[Dataset entries]
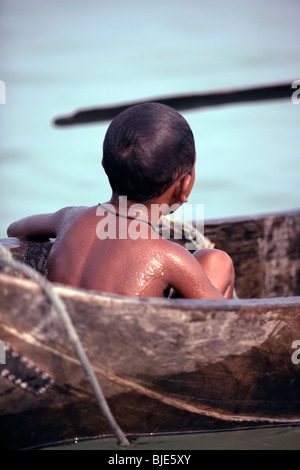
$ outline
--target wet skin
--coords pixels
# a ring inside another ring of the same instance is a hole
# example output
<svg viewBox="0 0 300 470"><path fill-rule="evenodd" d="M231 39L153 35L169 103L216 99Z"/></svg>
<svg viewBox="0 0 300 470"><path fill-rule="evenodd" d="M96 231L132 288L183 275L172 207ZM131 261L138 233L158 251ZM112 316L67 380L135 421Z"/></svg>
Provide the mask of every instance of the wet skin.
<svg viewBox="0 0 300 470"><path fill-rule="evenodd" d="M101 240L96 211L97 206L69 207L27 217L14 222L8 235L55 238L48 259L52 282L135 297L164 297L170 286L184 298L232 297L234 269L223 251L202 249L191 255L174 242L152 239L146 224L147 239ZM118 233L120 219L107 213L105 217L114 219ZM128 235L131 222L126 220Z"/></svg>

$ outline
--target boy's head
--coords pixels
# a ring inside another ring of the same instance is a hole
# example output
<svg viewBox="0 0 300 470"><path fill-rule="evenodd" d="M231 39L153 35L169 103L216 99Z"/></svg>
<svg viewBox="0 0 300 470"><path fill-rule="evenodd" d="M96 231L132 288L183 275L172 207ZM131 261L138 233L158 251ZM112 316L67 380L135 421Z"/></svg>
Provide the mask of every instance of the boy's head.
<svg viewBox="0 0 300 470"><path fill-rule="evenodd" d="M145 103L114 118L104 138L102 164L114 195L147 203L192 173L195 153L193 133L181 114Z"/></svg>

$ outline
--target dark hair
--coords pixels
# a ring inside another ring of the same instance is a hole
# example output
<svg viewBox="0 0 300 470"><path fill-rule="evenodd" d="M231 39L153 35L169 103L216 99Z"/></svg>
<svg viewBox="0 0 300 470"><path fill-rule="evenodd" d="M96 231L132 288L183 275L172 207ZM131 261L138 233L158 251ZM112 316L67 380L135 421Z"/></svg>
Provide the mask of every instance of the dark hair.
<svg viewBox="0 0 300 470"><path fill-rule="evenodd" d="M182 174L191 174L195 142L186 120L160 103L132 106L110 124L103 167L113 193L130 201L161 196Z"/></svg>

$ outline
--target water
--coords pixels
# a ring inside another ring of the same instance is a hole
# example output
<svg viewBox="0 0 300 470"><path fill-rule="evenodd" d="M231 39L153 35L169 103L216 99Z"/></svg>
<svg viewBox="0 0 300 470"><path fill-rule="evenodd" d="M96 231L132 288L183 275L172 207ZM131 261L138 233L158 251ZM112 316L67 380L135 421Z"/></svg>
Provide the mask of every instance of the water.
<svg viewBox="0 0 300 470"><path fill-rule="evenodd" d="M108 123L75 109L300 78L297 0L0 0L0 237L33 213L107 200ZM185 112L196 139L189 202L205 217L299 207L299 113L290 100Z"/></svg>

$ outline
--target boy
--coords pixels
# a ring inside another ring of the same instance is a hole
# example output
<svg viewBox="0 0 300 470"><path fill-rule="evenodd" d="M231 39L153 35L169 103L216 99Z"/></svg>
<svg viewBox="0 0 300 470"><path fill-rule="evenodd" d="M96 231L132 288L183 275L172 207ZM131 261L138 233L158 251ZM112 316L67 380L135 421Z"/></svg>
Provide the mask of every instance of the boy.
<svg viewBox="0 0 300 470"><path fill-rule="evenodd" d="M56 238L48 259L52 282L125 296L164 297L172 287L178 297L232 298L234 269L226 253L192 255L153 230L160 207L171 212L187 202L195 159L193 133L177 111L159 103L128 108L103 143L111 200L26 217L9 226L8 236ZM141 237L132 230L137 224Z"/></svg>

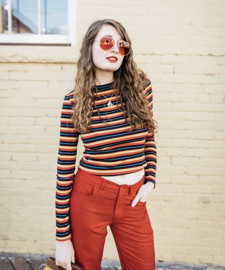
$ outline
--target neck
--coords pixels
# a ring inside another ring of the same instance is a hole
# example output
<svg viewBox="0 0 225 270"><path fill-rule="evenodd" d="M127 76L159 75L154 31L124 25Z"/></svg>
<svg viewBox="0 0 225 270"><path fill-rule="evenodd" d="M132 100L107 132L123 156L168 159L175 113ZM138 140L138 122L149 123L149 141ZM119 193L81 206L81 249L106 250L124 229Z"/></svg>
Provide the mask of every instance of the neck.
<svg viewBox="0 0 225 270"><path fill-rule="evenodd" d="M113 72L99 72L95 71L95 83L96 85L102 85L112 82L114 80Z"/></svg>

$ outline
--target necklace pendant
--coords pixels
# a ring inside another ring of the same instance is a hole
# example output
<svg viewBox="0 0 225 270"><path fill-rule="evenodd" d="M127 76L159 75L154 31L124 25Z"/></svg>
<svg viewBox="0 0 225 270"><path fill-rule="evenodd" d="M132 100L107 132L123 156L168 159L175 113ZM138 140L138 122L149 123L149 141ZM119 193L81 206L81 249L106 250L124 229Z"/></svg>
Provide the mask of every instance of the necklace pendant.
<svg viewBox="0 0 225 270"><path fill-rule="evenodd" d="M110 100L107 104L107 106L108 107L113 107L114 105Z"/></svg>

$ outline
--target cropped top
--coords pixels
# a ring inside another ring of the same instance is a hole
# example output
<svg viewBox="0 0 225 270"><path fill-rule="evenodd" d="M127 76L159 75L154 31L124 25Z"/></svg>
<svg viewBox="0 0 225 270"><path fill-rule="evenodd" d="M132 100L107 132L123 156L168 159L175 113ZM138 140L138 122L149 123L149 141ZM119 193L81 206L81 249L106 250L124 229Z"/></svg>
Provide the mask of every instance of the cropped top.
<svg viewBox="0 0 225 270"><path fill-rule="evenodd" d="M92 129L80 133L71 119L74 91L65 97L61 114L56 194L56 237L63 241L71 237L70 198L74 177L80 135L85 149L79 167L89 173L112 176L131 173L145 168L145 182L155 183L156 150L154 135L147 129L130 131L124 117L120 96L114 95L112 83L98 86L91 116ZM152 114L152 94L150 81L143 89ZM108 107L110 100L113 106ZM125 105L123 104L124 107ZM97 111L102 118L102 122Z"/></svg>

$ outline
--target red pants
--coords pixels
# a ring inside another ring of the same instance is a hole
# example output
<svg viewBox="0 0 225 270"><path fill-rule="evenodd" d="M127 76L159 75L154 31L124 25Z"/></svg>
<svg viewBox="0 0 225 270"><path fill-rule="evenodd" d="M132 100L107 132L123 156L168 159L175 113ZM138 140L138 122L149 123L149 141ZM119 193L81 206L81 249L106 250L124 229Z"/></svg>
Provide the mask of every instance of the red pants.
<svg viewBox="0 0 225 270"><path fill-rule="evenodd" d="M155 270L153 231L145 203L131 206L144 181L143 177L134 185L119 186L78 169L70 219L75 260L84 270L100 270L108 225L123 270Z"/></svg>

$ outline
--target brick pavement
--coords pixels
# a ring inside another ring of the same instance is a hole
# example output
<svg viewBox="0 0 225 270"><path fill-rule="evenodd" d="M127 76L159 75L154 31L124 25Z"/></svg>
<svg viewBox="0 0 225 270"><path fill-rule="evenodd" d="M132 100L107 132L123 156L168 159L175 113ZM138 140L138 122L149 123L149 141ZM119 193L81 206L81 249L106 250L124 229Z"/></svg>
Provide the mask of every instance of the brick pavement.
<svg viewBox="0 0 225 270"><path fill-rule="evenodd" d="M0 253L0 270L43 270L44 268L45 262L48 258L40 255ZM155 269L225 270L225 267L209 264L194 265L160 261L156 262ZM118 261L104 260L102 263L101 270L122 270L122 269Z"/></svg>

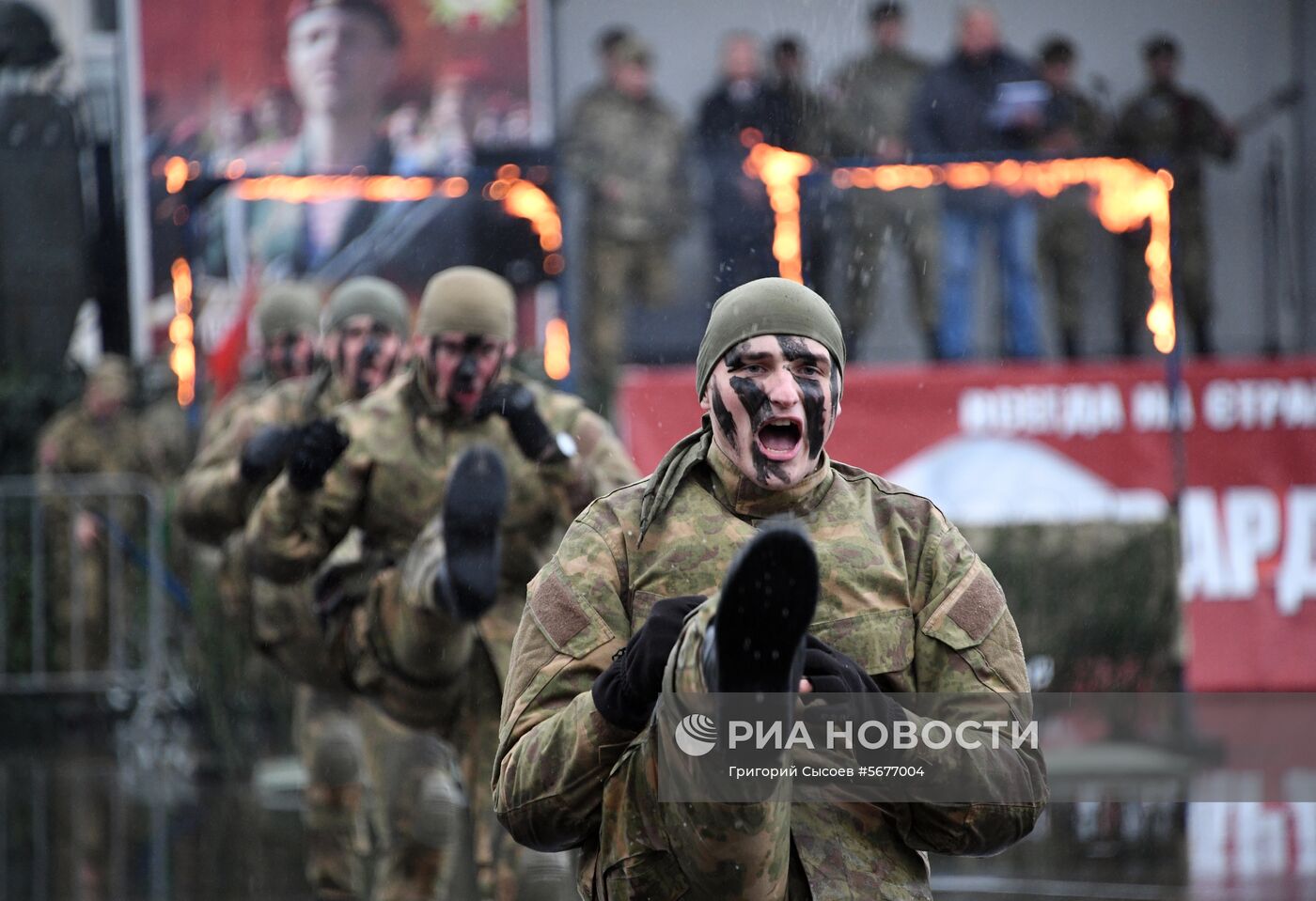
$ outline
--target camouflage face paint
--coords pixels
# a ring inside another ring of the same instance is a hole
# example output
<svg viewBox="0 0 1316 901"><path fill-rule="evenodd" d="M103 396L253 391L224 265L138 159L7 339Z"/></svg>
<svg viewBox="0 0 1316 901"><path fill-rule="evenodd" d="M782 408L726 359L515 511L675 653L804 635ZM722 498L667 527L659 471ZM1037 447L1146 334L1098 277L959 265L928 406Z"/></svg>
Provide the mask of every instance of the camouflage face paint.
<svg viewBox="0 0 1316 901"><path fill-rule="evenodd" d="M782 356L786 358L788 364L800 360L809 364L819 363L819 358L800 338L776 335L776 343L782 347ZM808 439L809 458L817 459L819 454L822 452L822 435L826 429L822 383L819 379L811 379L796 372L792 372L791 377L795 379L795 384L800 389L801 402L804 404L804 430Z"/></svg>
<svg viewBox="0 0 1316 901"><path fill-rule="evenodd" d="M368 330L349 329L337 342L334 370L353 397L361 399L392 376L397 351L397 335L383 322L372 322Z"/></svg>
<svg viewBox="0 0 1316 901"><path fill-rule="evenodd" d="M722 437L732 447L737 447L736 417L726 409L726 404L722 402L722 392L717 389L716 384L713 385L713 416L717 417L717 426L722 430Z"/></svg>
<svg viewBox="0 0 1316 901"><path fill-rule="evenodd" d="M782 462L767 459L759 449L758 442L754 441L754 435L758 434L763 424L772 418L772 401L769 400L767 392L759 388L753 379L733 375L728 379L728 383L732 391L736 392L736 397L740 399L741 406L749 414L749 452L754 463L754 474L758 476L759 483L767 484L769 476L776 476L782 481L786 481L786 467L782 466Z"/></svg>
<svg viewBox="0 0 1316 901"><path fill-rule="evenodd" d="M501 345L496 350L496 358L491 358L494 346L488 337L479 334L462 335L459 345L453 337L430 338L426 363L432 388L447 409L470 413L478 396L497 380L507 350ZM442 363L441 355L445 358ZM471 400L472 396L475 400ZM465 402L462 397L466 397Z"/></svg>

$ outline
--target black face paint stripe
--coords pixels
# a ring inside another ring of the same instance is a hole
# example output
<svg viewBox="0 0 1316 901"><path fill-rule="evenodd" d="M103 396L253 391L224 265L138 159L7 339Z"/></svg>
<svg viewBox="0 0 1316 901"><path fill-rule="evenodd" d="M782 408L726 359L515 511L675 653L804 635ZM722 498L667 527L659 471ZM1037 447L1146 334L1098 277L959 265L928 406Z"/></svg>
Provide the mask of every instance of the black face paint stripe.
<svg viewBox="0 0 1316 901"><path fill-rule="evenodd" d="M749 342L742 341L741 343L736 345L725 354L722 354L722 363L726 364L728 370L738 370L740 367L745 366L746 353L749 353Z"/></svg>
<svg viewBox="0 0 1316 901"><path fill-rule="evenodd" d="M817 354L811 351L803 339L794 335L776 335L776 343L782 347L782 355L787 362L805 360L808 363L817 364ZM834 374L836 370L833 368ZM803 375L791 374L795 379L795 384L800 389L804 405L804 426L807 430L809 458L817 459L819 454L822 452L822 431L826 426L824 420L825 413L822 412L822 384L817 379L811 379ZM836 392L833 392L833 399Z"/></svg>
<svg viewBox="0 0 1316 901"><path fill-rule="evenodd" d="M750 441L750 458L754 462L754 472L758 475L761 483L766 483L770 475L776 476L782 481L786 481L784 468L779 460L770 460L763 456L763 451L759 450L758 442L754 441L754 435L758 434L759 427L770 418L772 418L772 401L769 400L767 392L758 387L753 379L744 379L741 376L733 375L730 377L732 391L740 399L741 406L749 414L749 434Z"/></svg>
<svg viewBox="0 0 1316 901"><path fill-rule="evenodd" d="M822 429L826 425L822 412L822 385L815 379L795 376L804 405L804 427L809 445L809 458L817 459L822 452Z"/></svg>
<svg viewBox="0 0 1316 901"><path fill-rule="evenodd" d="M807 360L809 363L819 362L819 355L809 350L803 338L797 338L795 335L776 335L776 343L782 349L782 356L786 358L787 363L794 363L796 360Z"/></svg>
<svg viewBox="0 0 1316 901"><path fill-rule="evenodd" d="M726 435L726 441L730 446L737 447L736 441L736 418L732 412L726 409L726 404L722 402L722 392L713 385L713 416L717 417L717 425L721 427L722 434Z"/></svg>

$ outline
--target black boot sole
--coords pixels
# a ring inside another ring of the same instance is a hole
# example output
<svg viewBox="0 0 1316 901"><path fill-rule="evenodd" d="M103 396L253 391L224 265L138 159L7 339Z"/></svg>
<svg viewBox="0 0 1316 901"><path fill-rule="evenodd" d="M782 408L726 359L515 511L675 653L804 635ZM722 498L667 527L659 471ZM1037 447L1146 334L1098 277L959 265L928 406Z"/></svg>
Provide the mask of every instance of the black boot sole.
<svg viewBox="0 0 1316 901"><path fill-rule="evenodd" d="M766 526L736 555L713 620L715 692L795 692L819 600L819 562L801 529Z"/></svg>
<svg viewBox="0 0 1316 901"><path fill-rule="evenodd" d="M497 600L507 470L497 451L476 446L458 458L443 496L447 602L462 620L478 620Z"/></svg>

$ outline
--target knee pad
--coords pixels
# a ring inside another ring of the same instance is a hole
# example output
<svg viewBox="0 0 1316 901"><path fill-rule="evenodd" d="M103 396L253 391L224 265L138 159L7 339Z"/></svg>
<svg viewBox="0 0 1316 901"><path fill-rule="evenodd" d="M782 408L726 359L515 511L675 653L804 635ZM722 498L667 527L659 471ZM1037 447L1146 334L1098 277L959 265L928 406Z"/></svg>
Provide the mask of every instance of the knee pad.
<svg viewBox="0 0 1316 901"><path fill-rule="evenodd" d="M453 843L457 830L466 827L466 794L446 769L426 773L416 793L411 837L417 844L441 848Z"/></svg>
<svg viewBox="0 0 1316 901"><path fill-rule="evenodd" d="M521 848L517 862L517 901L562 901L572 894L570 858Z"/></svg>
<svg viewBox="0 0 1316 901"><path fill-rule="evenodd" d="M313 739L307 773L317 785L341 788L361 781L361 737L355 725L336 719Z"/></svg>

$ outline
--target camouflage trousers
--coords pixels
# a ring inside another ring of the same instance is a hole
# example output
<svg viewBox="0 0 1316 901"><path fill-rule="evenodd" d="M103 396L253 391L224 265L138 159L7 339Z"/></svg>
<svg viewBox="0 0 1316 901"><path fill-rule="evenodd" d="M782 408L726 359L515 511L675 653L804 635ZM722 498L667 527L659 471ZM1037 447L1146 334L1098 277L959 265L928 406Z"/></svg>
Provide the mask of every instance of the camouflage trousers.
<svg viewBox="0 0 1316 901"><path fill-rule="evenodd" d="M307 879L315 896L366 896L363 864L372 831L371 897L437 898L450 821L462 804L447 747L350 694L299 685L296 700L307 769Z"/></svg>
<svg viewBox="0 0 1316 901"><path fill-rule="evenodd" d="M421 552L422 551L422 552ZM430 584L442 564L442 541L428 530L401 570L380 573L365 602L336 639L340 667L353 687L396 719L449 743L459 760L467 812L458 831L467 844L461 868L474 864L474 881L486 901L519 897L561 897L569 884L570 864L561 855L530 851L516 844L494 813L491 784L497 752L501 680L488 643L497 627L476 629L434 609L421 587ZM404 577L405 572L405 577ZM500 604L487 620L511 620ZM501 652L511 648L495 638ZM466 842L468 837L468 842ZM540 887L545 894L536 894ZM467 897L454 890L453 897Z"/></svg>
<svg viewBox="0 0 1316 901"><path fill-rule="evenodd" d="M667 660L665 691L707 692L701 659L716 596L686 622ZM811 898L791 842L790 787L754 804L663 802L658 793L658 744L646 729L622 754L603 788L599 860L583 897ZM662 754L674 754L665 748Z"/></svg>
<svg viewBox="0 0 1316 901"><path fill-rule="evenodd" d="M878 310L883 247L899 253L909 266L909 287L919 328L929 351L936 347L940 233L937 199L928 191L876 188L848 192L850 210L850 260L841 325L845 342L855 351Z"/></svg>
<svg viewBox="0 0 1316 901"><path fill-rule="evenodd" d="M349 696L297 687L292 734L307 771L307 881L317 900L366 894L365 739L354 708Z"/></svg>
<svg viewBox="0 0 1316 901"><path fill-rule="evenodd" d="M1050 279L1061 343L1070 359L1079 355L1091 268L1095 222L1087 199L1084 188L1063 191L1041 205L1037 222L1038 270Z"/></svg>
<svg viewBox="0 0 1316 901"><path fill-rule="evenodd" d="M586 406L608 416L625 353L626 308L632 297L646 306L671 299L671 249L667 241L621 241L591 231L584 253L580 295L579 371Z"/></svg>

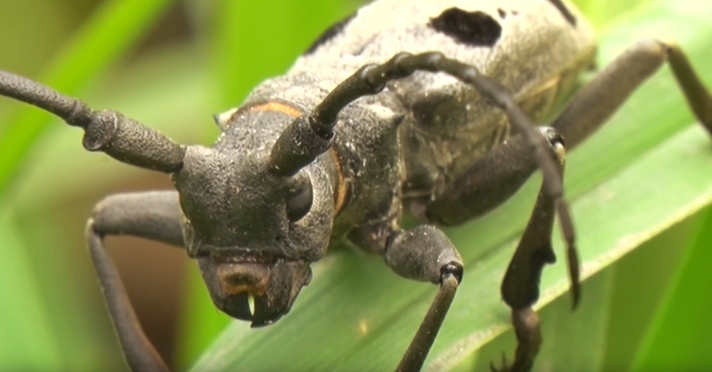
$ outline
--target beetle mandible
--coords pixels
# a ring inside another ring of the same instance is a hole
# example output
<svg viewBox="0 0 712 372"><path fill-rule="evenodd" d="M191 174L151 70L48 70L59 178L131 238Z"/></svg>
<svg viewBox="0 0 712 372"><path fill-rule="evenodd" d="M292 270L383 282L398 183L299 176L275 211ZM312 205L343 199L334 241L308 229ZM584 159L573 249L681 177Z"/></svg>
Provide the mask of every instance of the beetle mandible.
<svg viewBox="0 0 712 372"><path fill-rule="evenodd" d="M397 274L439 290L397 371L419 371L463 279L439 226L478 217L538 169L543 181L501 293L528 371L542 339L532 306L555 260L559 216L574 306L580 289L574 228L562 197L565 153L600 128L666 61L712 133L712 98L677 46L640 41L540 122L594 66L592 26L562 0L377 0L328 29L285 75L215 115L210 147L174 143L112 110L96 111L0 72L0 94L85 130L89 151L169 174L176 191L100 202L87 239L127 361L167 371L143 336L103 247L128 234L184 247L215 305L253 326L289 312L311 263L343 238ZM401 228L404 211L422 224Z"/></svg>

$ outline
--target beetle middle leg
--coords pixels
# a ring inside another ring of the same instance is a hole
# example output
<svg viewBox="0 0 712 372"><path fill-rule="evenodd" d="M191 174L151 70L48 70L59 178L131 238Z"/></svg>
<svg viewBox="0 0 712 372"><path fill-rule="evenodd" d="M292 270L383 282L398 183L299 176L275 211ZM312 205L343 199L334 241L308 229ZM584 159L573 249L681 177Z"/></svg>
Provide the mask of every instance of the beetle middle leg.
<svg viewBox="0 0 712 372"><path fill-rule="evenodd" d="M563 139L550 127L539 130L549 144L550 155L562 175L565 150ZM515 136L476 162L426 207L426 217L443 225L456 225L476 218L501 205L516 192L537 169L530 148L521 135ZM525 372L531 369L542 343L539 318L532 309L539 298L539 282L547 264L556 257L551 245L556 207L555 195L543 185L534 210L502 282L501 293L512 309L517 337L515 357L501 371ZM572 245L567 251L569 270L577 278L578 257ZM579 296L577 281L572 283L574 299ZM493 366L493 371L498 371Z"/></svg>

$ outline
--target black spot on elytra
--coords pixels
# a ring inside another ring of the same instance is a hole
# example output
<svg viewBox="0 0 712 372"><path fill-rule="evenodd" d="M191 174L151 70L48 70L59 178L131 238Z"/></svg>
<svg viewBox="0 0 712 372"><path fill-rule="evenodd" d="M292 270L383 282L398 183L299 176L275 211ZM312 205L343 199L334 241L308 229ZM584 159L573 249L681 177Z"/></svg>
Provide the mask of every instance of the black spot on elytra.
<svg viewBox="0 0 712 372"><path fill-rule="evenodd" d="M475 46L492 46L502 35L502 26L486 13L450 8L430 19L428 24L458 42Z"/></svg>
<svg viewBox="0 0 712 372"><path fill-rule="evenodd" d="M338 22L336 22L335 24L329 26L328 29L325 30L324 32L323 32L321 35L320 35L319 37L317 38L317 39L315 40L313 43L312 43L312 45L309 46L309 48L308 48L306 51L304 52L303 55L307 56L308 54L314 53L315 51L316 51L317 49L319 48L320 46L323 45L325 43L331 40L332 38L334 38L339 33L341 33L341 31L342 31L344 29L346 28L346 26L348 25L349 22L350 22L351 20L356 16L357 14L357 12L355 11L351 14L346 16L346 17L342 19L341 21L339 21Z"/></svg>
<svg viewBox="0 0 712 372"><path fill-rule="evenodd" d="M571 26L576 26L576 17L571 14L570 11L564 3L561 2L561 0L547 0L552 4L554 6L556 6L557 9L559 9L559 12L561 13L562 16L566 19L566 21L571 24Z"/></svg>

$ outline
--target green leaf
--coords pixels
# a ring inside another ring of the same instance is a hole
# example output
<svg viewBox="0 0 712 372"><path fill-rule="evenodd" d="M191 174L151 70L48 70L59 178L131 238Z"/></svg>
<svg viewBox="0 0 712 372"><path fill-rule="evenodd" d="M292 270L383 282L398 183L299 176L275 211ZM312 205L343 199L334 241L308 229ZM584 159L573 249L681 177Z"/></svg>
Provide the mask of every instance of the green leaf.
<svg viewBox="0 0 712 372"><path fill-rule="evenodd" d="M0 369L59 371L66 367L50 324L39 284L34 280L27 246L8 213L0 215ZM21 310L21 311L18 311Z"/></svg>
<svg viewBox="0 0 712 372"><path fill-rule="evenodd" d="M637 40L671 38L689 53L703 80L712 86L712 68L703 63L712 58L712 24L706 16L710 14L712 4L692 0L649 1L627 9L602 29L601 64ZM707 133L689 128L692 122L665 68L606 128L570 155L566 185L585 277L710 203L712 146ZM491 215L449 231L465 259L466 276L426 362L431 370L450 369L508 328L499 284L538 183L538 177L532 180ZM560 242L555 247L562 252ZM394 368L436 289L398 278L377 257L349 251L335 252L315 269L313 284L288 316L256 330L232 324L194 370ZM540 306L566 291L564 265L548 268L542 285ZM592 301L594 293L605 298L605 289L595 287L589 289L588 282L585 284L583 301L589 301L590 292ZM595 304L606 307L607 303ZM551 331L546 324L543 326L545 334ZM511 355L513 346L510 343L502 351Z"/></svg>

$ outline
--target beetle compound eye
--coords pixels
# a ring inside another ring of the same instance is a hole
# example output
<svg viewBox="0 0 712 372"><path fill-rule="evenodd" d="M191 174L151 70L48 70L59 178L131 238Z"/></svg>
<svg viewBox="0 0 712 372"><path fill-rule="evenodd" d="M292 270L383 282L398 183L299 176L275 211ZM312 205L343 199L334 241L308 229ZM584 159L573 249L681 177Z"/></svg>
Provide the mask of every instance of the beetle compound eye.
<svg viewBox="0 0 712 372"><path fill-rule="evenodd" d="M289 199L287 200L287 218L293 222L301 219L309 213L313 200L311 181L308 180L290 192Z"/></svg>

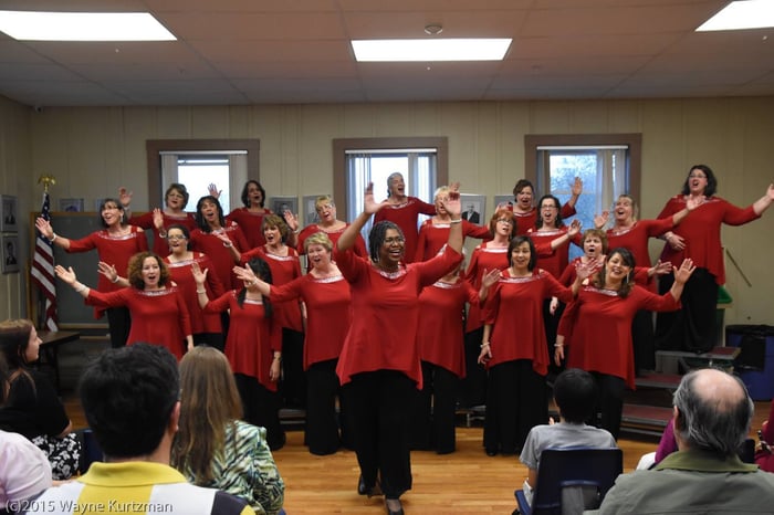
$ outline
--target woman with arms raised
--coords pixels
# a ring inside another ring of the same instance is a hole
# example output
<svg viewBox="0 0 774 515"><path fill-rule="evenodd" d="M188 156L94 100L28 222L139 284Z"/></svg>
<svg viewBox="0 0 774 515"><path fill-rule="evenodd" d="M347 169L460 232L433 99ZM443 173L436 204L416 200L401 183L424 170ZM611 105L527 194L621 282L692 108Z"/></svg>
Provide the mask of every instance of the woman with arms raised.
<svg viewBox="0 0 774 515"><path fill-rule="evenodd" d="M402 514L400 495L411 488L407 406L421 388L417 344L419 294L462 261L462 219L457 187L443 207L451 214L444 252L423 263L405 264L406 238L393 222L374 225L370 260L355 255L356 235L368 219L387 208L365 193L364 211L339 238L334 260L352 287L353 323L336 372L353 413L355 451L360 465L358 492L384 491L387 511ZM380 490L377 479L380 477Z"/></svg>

#### [REQUIRED TASK]
Quote the material from its beginning up to and including the line containing "103L114 118L104 138L102", reproducing every line precisely. Omit the pictures from your answer.

#### [REPLY TO THE TASK]
$ outline
--target wet skin
--coords pixels
# a ring inside another ring of the same instance is a hole
# example output
<svg viewBox="0 0 300 470"><path fill-rule="evenodd" d="M231 39L153 35L169 103L216 99Z"/></svg>
<svg viewBox="0 0 300 470"><path fill-rule="evenodd" d="M96 231L132 288L183 275L172 207ZM131 261L138 233L158 251ZM112 316L67 380L135 421Z"/></svg>
Provide the mask of every instance of the wet skin.
<svg viewBox="0 0 300 470"><path fill-rule="evenodd" d="M101 240L96 211L97 206L69 207L27 217L14 222L8 235L55 238L48 259L52 282L135 297L164 297L170 286L184 298L232 297L234 269L223 251L202 249L191 255L174 242L152 239L146 224L147 239ZM118 233L120 219L107 213L105 217L114 219ZM128 235L131 222L126 220Z"/></svg>

$ outline
--target boy's head
--coords pixels
# a ring inside another ring of the same instance is a hole
# example output
<svg viewBox="0 0 300 470"><path fill-rule="evenodd" d="M231 39L153 35L169 103L216 99Z"/></svg>
<svg viewBox="0 0 300 470"><path fill-rule="evenodd" d="M96 231L132 288L183 275L172 207ZM131 261L138 233L158 251ZM112 316L67 380L135 421Z"/></svg>
Provide the mask of every instance of the boy's head.
<svg viewBox="0 0 300 470"><path fill-rule="evenodd" d="M145 103L114 118L104 138L102 164L114 195L147 203L192 173L195 153L193 133L181 114Z"/></svg>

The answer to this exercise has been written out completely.